=== Dokumenttext ===
-=-=-=-=-

# Kontaktvervielfältigung F-CPU



## Gerry16 (10 März 2011)

Hallo,

ich hab mal eine Frage bezüglich Kontaktvervielfältigung. Ich arbeite mit Smart Wire und einer F-CPU von Siemens. Jetzt meine Frage:
Benötige ich nach meinem F-DO 1 oder 2 Schütz, damit ich PLc erreiche. Es ist jedoch zu beachten, dass diese Schütz nur die 24VDC schalten und den Motor selbst nicht vom Netz trennen. Diese 2 oder 1 Schütz dienen nur zur Kontaktvervielfältigung.
Danke für die Antworten!

Lg


----------



## Safety (10 März 2011)

Hallo, 
  also Du hast den PLr von C, jetzt sehe Dir mal an mit welcher Kategorie man dies erfüllen kann, schön zusehen an dem Säulendiagramm in der DIN EN ISO 13849-1 Bild 5 Seite 26 oder BGIA Report 2/2008 Seite 56. Da kann man ablesen dass man mindestens eine Kategorie 1 anwenden muss oder umgekehrt man kann mit einer Kategorie 1 maximal PLc erreichen. Also eine Einkanalige Architektur mit einem Funktionskanal. Also was wird da gefordert:
  MTTFd hoch, DCavg und CCF spielt keine Rolle. Jetzt musst Du sehen was die Forderungen der Kategorie 1 sind.  DIN EN ISO 13849-1 Abschnitt 6.2.4.

-=-=-=-=-

=== Bereitgestelltes Material ===
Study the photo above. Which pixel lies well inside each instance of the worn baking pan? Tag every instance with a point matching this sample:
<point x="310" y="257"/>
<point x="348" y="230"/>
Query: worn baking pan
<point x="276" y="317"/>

-=-=-=-=-

=== Übungsaufgabe 1 ===
Passen die Aussagen (a), (b) und (c) zur Forendiskussion zur Kontaktvervielfältigung? Antworte jeweils mit Ja oder Nein und zitiere die entscheidenden Worte wörtlich.
(a) Gerry16 arbeitet mit einer F-CPU von Siemens.
(b) Die Schütze sollen den Motor selbst vom Netz trennen.
(c) Laut Safety kann man mit einer Kategorie 1 höchstens PLc erreichen.
=== Übungsaufgabe 2 ===
Führe die Forendiskussion zur Kontaktvervielfältigung nach ihrem letzten Satz weiter.

=== Antwort 1 ===
(a) Ja: „Ich arbeite mit Smart Wire und einer F-CPU von Siemens.“
(b) Nein: „Es ist jedoch zu beachten, dass diese Schütz nur die 24VDC schalten und den Motor selbst nicht vom Netz trennen.“
(c) Ja: „man kann mit einer Kategorie 1 maximal PLc erreichen“

=== Antwort 2 ===
  Die Bauteile müssen nach einer Produktnorm gebaut sein
  Es müssen die Grundlegenden und Bewährten Sicherheitsprinzipien eingehalten werden
  Es müssen Bewährte Bauteile eingesetzt werden.
  MTTFd muss hoch sein
  So was bedeutet das jetzt für Dich?
  Ja es ist möglich einen Schütz zur Kontaktvervielfältigung bei einem PLr von C zunehmen aber das muss nachgewiesen werden bzw. berechnet werden Du benötigst jetzt den B10d Wert des Schützes bzw. der Schütze und die SF sieht dann so aus das Du einen Sensor hast und eine Logik dann Schütz 1 und dann Schütz 2 dieser trennt dann die Energie zum Motor. Bewährtes Schütz siehe Anhang D der DIN EN ISO 13849-1.


----------



## Gerry16 (10 März 2011)

Hallo,

erst einmal Danke für die schnelle Antwort.
Also ist es ausreichend, einen Schütz zu verwenden(in meinem Fall ein Möller DILM7-01(24VDC)). Dieser hat eben einen B10D Wert von 10 000 000.

Vielen Dank nochmal!

Lg


----------



## Safety (10 März 2011)

Hallo,
  ja wenn Du es berechnet hast und der Schütz Bewährte nach DIN EN ISO 13849-1 Anhang D ist!
  Und natürlich alle anderen Anforderungen auch eingehalten werden!


----------



## Tommi (10 März 2011)

Gerry16 schrieb:


> Dieser hat eben einen B10D Wert von 10 000 000.


 
Hallo,

woher kommt dieser Wert?
von Moeller?

Gruß
Tommi


----------



## Gerry16 (10 März 2011)

Hallo Tommi,

richtig dieser Wert ist im Datenblatt angegeben. Weiters ist die IEC/EN 60947 im Datenblatt angeführt.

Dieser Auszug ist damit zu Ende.